** Records for processing **
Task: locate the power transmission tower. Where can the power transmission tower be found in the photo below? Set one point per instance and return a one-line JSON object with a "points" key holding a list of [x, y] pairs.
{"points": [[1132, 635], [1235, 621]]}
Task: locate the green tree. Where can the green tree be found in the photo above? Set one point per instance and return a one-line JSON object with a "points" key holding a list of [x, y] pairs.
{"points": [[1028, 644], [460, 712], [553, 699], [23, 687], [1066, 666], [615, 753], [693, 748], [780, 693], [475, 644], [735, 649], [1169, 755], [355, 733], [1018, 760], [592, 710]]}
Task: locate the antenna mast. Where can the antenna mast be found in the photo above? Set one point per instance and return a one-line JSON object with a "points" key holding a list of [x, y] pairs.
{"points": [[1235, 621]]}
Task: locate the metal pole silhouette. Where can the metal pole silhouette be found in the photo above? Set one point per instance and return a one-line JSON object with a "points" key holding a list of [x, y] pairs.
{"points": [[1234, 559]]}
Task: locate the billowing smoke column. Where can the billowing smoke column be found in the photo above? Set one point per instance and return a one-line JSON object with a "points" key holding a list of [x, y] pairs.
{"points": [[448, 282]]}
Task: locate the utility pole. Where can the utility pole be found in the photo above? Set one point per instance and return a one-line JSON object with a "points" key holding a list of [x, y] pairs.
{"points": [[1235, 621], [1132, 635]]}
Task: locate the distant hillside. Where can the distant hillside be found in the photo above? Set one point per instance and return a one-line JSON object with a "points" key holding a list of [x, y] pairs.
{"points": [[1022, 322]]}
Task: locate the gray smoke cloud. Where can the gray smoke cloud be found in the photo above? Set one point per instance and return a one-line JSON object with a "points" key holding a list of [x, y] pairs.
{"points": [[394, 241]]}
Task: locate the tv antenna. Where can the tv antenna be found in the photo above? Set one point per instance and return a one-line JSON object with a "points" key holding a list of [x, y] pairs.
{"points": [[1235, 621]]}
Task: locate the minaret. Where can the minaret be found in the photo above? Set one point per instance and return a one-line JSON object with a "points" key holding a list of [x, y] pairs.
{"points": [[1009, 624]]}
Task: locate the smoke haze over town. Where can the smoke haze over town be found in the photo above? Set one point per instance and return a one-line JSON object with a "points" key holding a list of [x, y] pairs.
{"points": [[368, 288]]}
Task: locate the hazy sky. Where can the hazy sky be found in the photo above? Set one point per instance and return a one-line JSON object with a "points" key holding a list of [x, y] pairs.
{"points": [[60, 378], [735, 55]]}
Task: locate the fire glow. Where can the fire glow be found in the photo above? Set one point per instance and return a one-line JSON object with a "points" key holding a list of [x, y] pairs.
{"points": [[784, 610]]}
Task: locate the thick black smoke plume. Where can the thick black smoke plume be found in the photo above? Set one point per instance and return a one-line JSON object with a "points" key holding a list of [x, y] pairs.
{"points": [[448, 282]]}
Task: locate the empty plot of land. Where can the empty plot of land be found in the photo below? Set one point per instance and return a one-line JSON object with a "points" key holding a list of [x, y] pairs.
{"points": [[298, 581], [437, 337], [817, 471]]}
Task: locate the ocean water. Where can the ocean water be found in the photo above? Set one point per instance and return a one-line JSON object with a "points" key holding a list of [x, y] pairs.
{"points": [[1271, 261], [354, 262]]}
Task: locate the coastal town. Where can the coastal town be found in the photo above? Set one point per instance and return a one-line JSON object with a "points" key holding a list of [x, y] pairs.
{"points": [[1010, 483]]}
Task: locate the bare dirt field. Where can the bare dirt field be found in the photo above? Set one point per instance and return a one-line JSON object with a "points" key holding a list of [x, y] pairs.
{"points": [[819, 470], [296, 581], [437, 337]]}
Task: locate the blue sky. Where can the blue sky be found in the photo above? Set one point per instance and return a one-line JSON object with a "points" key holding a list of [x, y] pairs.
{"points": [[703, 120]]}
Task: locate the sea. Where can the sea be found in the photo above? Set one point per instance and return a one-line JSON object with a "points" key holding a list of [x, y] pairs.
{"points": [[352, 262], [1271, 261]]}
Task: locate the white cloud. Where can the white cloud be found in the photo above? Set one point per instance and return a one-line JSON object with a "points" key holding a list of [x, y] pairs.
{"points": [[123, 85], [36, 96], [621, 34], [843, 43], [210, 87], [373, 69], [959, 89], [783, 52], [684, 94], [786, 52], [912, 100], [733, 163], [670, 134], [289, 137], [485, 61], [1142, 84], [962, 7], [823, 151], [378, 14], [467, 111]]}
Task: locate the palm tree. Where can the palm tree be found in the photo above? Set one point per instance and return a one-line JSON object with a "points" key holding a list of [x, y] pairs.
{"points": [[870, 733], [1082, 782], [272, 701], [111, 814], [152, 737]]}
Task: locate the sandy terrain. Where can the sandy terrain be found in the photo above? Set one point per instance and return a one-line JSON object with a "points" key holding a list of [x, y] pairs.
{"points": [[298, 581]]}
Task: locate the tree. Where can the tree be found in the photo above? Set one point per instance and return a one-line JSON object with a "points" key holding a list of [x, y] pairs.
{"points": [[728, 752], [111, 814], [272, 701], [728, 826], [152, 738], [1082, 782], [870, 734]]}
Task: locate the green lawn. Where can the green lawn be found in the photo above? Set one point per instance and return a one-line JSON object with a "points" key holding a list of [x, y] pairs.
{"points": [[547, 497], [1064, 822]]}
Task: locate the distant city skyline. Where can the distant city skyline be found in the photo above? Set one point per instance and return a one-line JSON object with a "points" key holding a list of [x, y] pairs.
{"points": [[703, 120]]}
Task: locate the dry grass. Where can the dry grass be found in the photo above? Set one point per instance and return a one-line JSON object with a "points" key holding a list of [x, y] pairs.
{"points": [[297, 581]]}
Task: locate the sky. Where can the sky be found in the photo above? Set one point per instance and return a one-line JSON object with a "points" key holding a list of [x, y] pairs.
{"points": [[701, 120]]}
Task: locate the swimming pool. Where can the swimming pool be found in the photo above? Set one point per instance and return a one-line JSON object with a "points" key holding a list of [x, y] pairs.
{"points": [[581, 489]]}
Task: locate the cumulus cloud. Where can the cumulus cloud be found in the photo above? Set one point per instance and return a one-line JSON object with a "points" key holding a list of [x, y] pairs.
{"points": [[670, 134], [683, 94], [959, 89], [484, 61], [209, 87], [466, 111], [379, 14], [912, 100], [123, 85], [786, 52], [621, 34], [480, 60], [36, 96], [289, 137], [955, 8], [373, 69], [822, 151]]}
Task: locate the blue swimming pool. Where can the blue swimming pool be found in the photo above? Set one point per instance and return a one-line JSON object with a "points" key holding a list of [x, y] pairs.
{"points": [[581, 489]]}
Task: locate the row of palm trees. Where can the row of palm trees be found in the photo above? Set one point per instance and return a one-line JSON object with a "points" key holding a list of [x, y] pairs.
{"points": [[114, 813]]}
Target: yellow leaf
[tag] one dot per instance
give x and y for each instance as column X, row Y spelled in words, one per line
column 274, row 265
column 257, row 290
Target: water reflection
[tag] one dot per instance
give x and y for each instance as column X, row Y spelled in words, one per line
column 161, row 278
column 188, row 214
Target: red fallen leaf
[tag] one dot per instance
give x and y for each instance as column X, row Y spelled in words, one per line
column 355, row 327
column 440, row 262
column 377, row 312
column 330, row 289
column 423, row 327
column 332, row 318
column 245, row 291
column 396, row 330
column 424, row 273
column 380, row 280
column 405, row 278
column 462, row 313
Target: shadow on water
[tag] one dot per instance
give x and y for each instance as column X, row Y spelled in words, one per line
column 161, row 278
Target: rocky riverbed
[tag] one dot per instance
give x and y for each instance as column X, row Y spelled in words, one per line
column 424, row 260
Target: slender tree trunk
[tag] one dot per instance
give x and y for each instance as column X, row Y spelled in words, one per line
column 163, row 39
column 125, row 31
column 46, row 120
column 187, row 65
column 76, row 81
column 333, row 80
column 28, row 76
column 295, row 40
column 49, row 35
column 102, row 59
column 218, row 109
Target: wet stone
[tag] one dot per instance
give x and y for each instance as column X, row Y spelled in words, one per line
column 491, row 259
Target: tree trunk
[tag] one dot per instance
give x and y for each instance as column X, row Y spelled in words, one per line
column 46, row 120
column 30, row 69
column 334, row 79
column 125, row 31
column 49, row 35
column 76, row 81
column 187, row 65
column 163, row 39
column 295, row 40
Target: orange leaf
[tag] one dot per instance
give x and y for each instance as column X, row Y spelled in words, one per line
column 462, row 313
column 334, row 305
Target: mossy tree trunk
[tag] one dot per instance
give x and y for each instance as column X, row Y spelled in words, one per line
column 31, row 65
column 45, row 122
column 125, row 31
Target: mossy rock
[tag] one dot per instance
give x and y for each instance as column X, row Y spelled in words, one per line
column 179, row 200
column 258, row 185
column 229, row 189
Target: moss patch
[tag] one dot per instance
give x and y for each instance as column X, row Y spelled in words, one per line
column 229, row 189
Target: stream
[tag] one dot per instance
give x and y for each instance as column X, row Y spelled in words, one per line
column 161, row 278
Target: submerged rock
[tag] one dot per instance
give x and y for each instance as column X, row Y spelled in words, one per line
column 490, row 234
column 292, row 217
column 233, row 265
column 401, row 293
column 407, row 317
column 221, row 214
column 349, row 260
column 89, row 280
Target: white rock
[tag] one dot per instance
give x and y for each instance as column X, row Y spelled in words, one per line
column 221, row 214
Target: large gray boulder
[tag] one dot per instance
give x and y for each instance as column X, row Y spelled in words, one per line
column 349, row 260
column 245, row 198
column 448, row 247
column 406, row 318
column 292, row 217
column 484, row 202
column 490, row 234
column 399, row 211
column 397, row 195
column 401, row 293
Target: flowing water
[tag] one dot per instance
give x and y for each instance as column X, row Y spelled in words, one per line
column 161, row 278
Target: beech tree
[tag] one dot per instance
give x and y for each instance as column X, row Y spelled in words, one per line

** Prompt **
Starting with the line that contains "Task: locate the swimming" and going on through the line that contains "column 424, row 260", reproduce those lines with "Label" substituted for "Target". Leave everything else unchanged.

** Response below **
Task: locate the swimming pool. Where can the swimming pool be found in the photo above? Set one point per instance and return a one-line JSON object with a "points" key holding a list of [x, y] pairs.
{"points": [[581, 489]]}
Task: locate the cumulus cloud. Where can the cumulus cloud be found in the photo above? Set one point per instance and return a one-line JSON object with a "points" key holding a list of [x, y] pairs.
{"points": [[670, 134], [683, 94], [959, 89], [484, 61], [209, 87], [466, 111], [379, 14], [912, 100], [123, 85], [786, 52], [621, 34], [480, 60], [36, 96], [289, 137], [955, 8], [373, 69], [822, 151]]}
Task: locate the blue swimming pool. Where can the blue swimming pool be found in the photo above? Set one point per instance and return a one-line JSON object with a "points" key holding a list of [x, y] pairs.
{"points": [[581, 489]]}
Task: locate the row of palm trees. Where can the row of palm trees be found in the photo above? Set one point per instance and return a one-line JSON object with a "points" key holding a list of [x, y] pairs.
{"points": [[114, 813]]}
Label: yellow leaf
[tag] one dot per instance
give x and y for each instance as column X, row Y spelled in words, one per line
column 274, row 265
column 257, row 290
Label: water reflection
[tag] one dot per instance
give x and y for each instance as column X, row Y spelled in words, one per line
column 161, row 278
column 188, row 214
Label: red fallen leaf
[tag] one dot per instance
give x and y for each instance as column X, row Y spelled in words, one per line
column 355, row 327
column 440, row 262
column 377, row 312
column 330, row 289
column 423, row 327
column 332, row 318
column 245, row 291
column 396, row 330
column 424, row 273
column 380, row 280
column 405, row 278
column 462, row 313
Label: shadow on water
[tag] one dot per instance
give x and y for each instance as column X, row Y spelled in words, one per line
column 161, row 278
Label: rocky riverbed
[tag] one dot per instance
give x and y for each instance as column X, row Y spelled in words, one per line
column 424, row 260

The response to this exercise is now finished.